Exercise directions: Copy the material below verbatim, keeping every line and character the same.

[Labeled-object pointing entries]
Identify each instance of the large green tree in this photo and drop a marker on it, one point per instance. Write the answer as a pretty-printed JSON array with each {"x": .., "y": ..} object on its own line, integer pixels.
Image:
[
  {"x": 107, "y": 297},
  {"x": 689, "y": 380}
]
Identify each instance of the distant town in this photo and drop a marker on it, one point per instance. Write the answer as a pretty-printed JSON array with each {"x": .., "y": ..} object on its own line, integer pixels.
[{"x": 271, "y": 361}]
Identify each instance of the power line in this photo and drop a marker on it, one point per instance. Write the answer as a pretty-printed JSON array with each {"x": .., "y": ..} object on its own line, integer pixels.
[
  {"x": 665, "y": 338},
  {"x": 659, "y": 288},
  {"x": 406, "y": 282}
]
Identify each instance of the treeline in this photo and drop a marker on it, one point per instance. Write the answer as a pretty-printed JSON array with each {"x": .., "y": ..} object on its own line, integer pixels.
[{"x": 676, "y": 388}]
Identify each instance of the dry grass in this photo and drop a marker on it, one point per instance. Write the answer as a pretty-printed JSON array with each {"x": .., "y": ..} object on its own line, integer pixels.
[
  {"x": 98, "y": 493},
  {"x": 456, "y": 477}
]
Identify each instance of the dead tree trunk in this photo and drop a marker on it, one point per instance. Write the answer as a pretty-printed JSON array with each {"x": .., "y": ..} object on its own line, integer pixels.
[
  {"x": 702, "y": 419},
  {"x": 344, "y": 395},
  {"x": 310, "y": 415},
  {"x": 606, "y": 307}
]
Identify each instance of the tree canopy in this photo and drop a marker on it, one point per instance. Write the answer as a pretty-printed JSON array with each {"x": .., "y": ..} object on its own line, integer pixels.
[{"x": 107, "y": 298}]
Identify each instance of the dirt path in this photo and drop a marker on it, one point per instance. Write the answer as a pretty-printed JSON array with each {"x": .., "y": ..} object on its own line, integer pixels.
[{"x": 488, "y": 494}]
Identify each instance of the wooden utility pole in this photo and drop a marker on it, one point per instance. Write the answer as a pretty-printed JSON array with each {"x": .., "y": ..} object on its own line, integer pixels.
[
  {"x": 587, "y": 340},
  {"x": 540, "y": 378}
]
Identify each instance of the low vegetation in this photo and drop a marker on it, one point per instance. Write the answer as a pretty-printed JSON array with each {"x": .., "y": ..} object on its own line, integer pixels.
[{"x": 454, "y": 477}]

Response to this exercise:
Identify each instance of the large green tree in this photo and drop a marker on it, one point per instance. Write the answer as a pretty-printed JSON array with each {"x": .., "y": ..} object on its own line, integer pixels.
Image:
[
  {"x": 107, "y": 297},
  {"x": 689, "y": 380}
]
Identify each instance of the distant town in this photo and drop a marker on it, one point per instance. Write the answer as a pretty-printed JSON array with each {"x": .., "y": ..} object on its own line, integer pixels.
[{"x": 271, "y": 361}]
Identify each instance of the power line in this photo and drop a marker on it, one point per instance. Write the answer as a pretty-printed JSON array with each {"x": .., "y": ..} object on its own line, integer pixels.
[
  {"x": 665, "y": 338},
  {"x": 659, "y": 288},
  {"x": 406, "y": 282}
]
Identify each instance of the treeline in this photo and drop a marker on it, one point per instance. Write the answer as a pretty-printed JSON array with each {"x": .., "y": ..} object on its own line, integer pixels.
[{"x": 676, "y": 388}]
Identify each instance of the dry grass in this photo and drop a marker on it, one point per instance. Write the answer as a pretty-printed JSON array with each {"x": .., "y": ..} object on its own line, integer pixels.
[
  {"x": 98, "y": 493},
  {"x": 456, "y": 477}
]
Identify each instance of the dead tree trunk in this photo and drop a marker on it, one point per instance. Write the answer as a pretty-printed JSON array with each {"x": .., "y": ..} object on its own line, integer pixels.
[
  {"x": 702, "y": 419},
  {"x": 344, "y": 395},
  {"x": 310, "y": 415},
  {"x": 606, "y": 307}
]
Identify each instance of the tree canopy in this photo and drop a marker on it, one point per instance. Write the answer as a pretty-printed JSON array with each {"x": .., "y": ..} object on its own line, integer pixels.
[{"x": 107, "y": 298}]
Identify each instance of the dirt path in this photo and drop a marker on it, one point per instance. Write the answer as a pretty-printed JSON array with each {"x": .., "y": ..} object on its own line, integer pixels.
[{"x": 488, "y": 494}]
Identify each instance of the wooden utility pole in this photo and drop a marker on it, one point per instance. Write the answer as a pretty-printed JSON array with each {"x": .., "y": ..} object on its own line, integer pixels.
[
  {"x": 587, "y": 340},
  {"x": 540, "y": 378}
]
Identify each instance of the low vegetation in this photo and drop a marker on it, one point per instance. Write the answer as a pretty-printed JSON array with each {"x": .., "y": ..} object on its own line, integer pixels.
[{"x": 454, "y": 477}]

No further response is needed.